* _Input_
—————

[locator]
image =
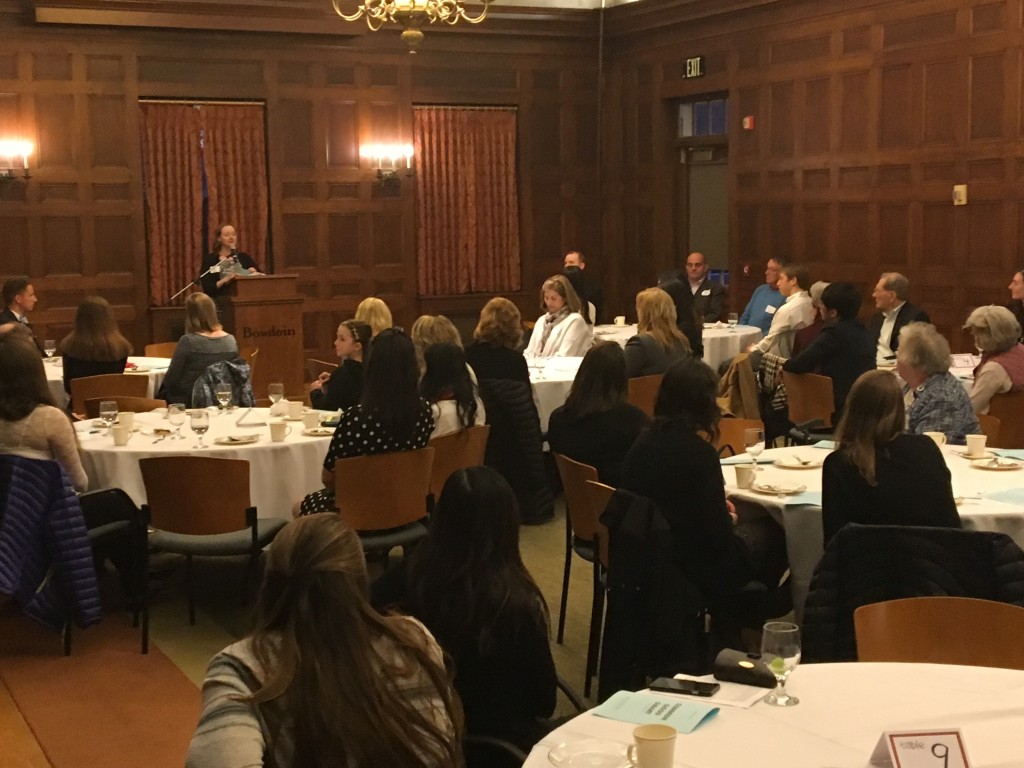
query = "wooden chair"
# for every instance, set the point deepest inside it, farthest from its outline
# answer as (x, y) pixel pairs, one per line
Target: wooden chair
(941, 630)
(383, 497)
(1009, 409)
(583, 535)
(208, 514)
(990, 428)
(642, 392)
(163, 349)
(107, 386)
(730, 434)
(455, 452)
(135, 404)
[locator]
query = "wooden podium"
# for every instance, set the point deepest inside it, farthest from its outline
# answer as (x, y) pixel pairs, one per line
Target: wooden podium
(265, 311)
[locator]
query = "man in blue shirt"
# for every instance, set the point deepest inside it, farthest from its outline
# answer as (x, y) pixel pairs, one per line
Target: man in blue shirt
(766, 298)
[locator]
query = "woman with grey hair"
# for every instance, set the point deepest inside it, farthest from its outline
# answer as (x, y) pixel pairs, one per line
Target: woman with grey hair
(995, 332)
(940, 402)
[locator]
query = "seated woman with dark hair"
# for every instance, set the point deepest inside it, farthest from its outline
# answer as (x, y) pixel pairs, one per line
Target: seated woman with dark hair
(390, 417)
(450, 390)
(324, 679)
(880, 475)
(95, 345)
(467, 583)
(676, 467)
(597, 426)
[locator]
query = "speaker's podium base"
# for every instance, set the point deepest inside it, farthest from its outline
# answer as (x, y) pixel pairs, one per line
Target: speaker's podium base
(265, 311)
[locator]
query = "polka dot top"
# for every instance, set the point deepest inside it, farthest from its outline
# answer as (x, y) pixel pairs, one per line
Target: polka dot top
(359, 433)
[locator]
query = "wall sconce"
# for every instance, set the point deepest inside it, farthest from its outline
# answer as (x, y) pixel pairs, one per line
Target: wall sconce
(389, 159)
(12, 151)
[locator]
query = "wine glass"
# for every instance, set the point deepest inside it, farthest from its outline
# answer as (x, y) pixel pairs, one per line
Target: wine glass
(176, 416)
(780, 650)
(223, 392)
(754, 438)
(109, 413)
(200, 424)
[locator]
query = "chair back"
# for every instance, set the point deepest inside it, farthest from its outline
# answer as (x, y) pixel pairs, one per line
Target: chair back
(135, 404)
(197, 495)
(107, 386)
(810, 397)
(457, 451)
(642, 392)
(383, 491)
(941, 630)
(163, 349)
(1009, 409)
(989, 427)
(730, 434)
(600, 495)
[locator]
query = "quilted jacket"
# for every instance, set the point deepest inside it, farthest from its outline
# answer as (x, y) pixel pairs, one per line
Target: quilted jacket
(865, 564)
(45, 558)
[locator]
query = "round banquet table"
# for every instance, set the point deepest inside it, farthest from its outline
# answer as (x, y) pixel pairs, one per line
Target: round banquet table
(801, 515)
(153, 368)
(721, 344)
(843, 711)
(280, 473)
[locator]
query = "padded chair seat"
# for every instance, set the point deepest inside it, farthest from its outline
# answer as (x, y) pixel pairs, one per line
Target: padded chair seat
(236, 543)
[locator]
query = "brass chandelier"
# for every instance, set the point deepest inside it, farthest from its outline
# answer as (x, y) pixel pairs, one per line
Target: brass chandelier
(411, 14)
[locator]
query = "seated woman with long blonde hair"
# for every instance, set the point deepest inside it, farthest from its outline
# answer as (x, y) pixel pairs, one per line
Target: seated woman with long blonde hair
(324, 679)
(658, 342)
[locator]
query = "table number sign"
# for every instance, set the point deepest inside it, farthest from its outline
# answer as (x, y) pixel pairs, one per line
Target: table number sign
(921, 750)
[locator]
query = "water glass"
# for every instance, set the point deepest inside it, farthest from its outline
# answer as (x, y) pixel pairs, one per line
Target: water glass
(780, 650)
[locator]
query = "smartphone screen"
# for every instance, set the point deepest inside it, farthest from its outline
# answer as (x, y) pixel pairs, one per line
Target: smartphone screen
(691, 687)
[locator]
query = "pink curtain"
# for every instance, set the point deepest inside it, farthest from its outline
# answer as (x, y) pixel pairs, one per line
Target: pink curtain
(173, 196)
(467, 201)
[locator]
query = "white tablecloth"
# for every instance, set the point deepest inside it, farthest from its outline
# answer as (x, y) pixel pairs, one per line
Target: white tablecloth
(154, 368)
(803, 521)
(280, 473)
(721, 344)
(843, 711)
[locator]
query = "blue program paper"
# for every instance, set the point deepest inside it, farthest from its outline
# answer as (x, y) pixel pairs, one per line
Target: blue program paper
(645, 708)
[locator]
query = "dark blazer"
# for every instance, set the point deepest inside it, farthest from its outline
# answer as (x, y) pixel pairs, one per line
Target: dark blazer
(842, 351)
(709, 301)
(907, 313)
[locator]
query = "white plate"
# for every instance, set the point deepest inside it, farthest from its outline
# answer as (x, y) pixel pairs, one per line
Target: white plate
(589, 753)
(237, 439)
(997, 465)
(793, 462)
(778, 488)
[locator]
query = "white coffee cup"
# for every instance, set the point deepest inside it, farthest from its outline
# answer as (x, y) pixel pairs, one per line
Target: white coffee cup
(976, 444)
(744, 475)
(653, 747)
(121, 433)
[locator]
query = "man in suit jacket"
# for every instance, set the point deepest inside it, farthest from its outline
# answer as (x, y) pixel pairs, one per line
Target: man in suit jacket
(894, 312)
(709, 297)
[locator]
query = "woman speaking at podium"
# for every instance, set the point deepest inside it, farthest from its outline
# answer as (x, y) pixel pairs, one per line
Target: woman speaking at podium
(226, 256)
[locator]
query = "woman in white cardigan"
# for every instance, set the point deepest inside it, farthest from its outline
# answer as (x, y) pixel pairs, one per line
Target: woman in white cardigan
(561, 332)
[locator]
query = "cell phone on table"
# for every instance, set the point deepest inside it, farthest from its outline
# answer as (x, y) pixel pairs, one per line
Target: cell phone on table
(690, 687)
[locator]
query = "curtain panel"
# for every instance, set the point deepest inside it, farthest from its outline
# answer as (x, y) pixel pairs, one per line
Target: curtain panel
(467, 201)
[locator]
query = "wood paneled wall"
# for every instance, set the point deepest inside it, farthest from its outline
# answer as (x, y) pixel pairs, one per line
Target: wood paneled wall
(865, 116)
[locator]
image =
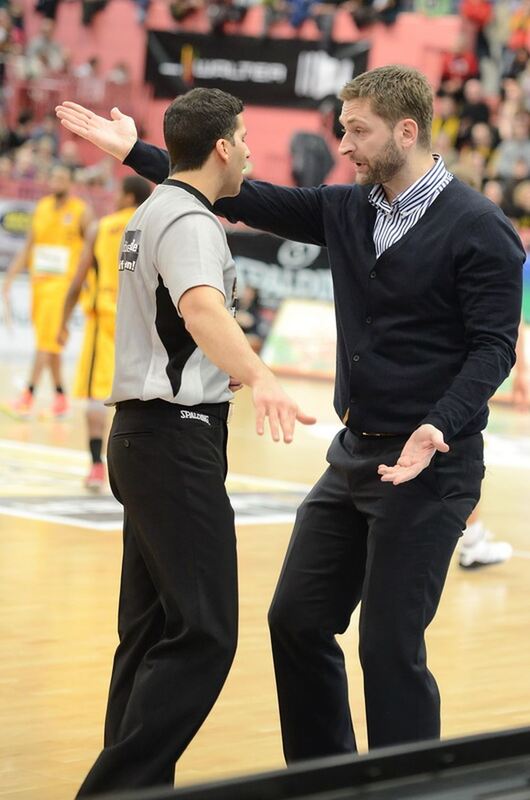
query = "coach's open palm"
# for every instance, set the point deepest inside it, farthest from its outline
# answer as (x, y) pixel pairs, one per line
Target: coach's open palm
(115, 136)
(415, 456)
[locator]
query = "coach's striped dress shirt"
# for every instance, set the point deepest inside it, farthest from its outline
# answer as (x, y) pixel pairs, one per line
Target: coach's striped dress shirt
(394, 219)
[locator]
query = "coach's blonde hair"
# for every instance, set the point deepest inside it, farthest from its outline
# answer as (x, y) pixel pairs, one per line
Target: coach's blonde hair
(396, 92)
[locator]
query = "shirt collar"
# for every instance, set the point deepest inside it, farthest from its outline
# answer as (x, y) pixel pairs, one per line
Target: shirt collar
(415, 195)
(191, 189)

—————

* _Task brief_
Without including any images, output the data exactly as given.

* _Written answer_
[locator]
image =
query = "wooden chair"
# for every instance, set the point deepest inside it, farthest from its outline
# answer as (x, y) pixel pairs, one per line
Target: wooden chair
(941, 630)
(383, 497)
(1009, 409)
(583, 535)
(208, 514)
(990, 428)
(642, 392)
(163, 349)
(107, 386)
(730, 434)
(455, 452)
(135, 404)
[locator]
query = "wooden podium"
# for every instance, set the point deepest inside it, farthest from its outline
# answer as (x, y) pixel pairs, one per line
Target: wooden podium
(265, 311)
[locator]
query = "man in blue shirt"
# for every instance, set the point deepest inside it, farthest from its outline
# answer as (x, y) pixel pairs, one per line
Target: man in blue shirt
(766, 298)
[locator]
query = "woman with grey hair"
# for every instance, set the point deepest inside it, farthest from its outline
# answer as (x, y) pixel pairs, one per line
Target: woman with grey hair
(995, 332)
(940, 402)
[locator]
query = "seated woman with dark hair"
# for every instance, set the point deepest inside it, farthest from its outline
# answer as (x, y) pixel pairs, one per line
Target: seated woman with dark hair
(390, 417)
(450, 390)
(324, 679)
(880, 475)
(95, 345)
(467, 583)
(676, 467)
(597, 426)
[locator]
query = "speaker's podium base"
# for every instance, set the point deepest inside it, farthest from its outline
# answer as (x, y) pixel pairs, one per line
Target: speaker's podium base
(265, 311)
[locator]
query = "polka dot top"
# for every instance, set the point deepest inside it, farthest from its outline
# answer as (x, y) pixel pairs, one per line
Target: polka dot top
(359, 433)
[locator]
query = "wall sconce"
# for every instance, set the point deepest inside it, farthest from its outline
# answer as (x, y) pixel pairs, one per line
Target: wall sconce
(389, 159)
(12, 151)
[locator]
query = "wine glass"
# for every instance, set the point deepest inside it, farthest from its outline
# answer as (x, y) pixel pairs, one per line
Target: wine glass
(176, 416)
(780, 650)
(223, 392)
(754, 438)
(109, 413)
(200, 424)
[locator]
query = "chair back"
# for every instance, set the point deepest inside it, farthest from its outline
# answer as (x, y) pixel pairs, one per line
Target: chair back
(135, 404)
(197, 495)
(107, 386)
(810, 397)
(457, 451)
(642, 392)
(383, 491)
(941, 630)
(163, 349)
(1009, 409)
(989, 427)
(730, 434)
(600, 495)
[locator]
query = "quilted jacket"
# for every instance, set the point deepest inside it, farthest from its outline
# answer as (x, y) pixel pairs, one per line
Target: quilted jacket
(865, 564)
(45, 558)
[locator]
query = "round banquet table"
# for every instance, set the point deepest inside it, farthest from its outline
# answer as (x, y) pixel pairs, one per line
Target: round banquet table
(801, 515)
(153, 368)
(721, 344)
(843, 711)
(280, 473)
[locator]
query = "padded chair seat"
# for every instance, set the point deepest inside it, farthest from its outline
# answer as (x, y) pixel pairs, one per line
Target: padded chair seat
(236, 543)
[locator]
query = "brass chandelier"
# for every instance, set the point deepest inside it, farthest from its outline
# answer as (x, y) pixel pairs, one per line
Target: brass chandelier
(411, 14)
[locator]
query = "seated woman with long blonde hair"
# for every instance, set the point deepest inside it, farthest from its outline
# answer as (x, y) pixel pairs, one per line
Target: seated woman with long blonde hair
(324, 679)
(658, 342)
[locator]
query = "table number sign"
# for every instance, set the point deepest inside it, farthest from its outline
# answer as (x, y) pixel pairs, one per line
Target: table number sign
(921, 750)
[locator]
query = "water glass"
# for every instance, set the point deepest inside it, farthest from its outline
# answer as (x, y) pixel pairs, one per line
Target: water glass
(780, 650)
[locator]
query = "smartphone screen"
# for every instance, set the point deepest inside it, farthest from its outline
# answer as (x, y) pixel pairs, one per line
Target: smartphone screen
(691, 687)
[locator]
query = "pink curtain"
# for every instance, set the point deepest inside it, farthest from its outline
# answer as (x, y) pixel pairs, one per line
Target: pink curtain
(173, 196)
(467, 201)
[locator]
query = "white tablecloth"
# for every instance, set the point deepest inside it, farthest from its outline
# answer as (x, y) pixel pairs, one per line
Target: white tablecloth
(154, 368)
(803, 521)
(280, 473)
(721, 344)
(843, 711)
[locator]
query = "blue program paper"
# for every instance, set the point deepest inside it, farthest from its outline
# answer as (x, y) pixel pairs, one per line
Target: blue program paper
(645, 708)
[locator]
query = "dark blazer"
# for every instance, set the point deepest inside it, farthest from its outline
# answer as (x, y) pixel pairs, one per line
Target: dark blazer
(842, 351)
(709, 301)
(907, 313)
[locator]
query = "white plate"
# for every instance, set the point deepest inside it, farthest from its outline
# answer as (x, y) pixel pairs, one per line
Target: white plate
(589, 753)
(237, 439)
(997, 465)
(793, 462)
(778, 488)
[locator]
query = "white coffee cup"
# for every instance, set the point deepest inside it, farthest from its outline
# answer as (x, y) pixel pairs, one per line
Target: white coffee cup
(976, 444)
(744, 475)
(653, 747)
(121, 433)
[locator]
query = "man in suit jacket"
# for every instance, set the point deepest inside it, farthest from its outline
# answer as (x, y) pixel pairs, one per line
Target: man in suit jacket
(894, 312)
(709, 297)
[locator]
query = "woman speaking at podium"
# for every instance, set the point deepest inside it, farthest from its outline
# answer as (x, y) pixel pairs, one per line
Target: woman speaking at podium
(226, 256)
[locator]
query = "woman in white cardigan"
# for every instance, set the point deepest inside it, farthest from its outline
# answer as (x, y) pixel pairs, one per line
Target: woman in white cardigan
(561, 332)
[locator]
query = "cell phone on table"
# for every instance, set the point deepest inside it, farthest from its outline
# answer as (x, y) pixel pairs, one per line
Target: cell phone on table
(690, 687)
[locator]
query = "curtain panel"
# for every instance, set the point deepest inside it, farthest from its outline
# answer as (x, y) pixel pairs, one per line
Target: curtain panel
(467, 201)
[locator]
query = "wood paneled wall"
# for every instance, set the point deepest inside it, farthest from its outline
# answer as (x, y) pixel pairs, one per line
Target: wood paneled wall
(865, 116)
[locator]
image =
query = "coach's open palm"
# for every instance, set the point deepest inside it, farthest from its outline
# answer as (x, y) pixel pairs, one per line
Target: coach's open palm
(115, 136)
(415, 456)
[locator]
query = "coach's striped dress shirt"
# for every instance, set the point deepest inside it, farthest from its outline
# answer as (x, y) pixel pairs, one per line
Target: coach's striped dress shirt
(394, 219)
[locator]
query = "coach's blonde hair"
# for every instance, set the point deepest inside it, farthest from its outline
# answer as (x, y) pixel pairs, one per line
Target: coach's blonde hair
(396, 92)
[locator]
query = "shirt collar"
# for every instance, set the point deepest inside it, farthest from its outline
# answer as (x, y) pixel pairs, one per line
Target: shirt collar
(415, 195)
(191, 189)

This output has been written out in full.